Coordinate annotation entries:
**********
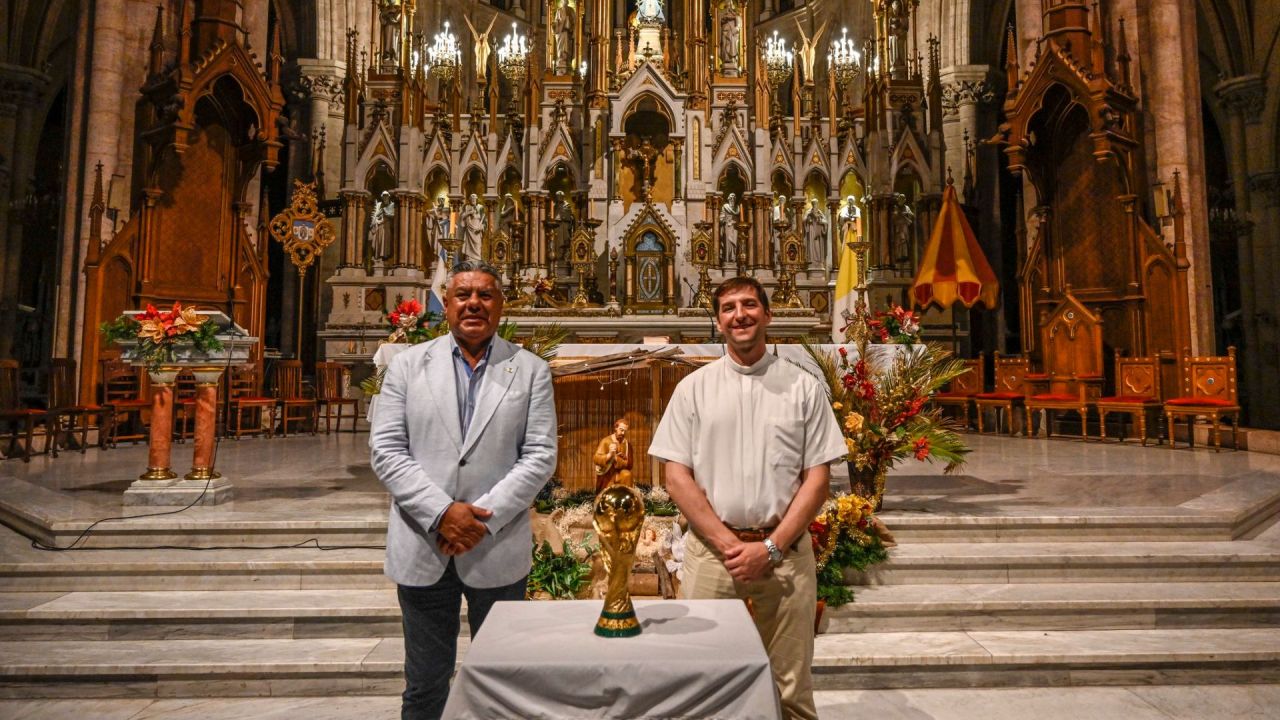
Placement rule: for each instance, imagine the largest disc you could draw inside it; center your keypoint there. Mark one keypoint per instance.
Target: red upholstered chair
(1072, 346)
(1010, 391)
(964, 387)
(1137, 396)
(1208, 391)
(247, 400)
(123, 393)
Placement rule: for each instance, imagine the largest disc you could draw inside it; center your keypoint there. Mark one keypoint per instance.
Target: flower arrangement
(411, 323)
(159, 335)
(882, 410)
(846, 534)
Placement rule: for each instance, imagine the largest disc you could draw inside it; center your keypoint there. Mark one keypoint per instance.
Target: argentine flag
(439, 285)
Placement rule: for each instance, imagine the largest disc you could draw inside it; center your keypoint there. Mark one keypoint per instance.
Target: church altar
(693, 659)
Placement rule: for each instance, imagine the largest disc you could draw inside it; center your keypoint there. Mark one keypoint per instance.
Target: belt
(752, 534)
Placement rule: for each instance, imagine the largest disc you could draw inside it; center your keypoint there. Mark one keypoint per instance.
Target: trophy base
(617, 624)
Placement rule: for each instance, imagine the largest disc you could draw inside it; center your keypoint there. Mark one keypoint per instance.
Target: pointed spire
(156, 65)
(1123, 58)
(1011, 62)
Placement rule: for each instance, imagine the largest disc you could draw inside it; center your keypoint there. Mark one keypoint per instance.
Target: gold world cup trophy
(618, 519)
**********
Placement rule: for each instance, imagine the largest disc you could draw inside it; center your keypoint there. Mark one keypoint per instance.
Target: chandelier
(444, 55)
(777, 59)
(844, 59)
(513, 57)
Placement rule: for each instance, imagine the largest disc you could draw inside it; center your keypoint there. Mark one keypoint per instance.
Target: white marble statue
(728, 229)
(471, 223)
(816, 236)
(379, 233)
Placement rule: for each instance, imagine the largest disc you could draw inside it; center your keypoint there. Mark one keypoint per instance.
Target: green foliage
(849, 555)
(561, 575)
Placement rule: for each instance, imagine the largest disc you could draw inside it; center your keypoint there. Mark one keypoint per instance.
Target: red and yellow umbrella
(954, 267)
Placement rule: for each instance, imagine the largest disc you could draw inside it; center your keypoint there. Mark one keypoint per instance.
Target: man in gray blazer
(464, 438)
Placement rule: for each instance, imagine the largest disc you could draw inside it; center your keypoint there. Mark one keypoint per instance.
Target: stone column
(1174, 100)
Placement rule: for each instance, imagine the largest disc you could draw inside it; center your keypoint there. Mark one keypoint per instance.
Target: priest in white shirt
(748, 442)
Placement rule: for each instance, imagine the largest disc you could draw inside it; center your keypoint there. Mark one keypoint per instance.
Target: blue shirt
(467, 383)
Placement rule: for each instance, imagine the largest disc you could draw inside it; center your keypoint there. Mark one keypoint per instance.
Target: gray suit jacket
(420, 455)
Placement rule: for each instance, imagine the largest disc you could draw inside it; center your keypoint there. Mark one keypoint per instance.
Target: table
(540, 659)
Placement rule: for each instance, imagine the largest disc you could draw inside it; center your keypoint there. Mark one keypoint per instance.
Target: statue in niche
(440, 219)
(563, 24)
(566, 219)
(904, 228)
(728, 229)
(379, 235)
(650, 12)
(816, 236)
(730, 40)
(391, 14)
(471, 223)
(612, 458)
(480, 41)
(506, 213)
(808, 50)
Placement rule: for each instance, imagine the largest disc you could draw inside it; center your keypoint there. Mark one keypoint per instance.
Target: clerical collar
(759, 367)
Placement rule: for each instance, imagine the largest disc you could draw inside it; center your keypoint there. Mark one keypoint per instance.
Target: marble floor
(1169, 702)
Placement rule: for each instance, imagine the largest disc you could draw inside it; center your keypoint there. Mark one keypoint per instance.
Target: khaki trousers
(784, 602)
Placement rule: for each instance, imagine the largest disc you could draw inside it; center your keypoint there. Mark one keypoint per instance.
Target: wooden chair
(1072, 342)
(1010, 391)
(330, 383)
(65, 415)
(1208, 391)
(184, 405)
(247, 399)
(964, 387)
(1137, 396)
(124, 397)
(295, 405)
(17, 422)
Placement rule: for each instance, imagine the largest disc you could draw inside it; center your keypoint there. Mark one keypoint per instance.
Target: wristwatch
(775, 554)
**********
Show every line of the records above that contains the word "chair".

_Written response_.
Target: red upholstered chair
Target: wooden chair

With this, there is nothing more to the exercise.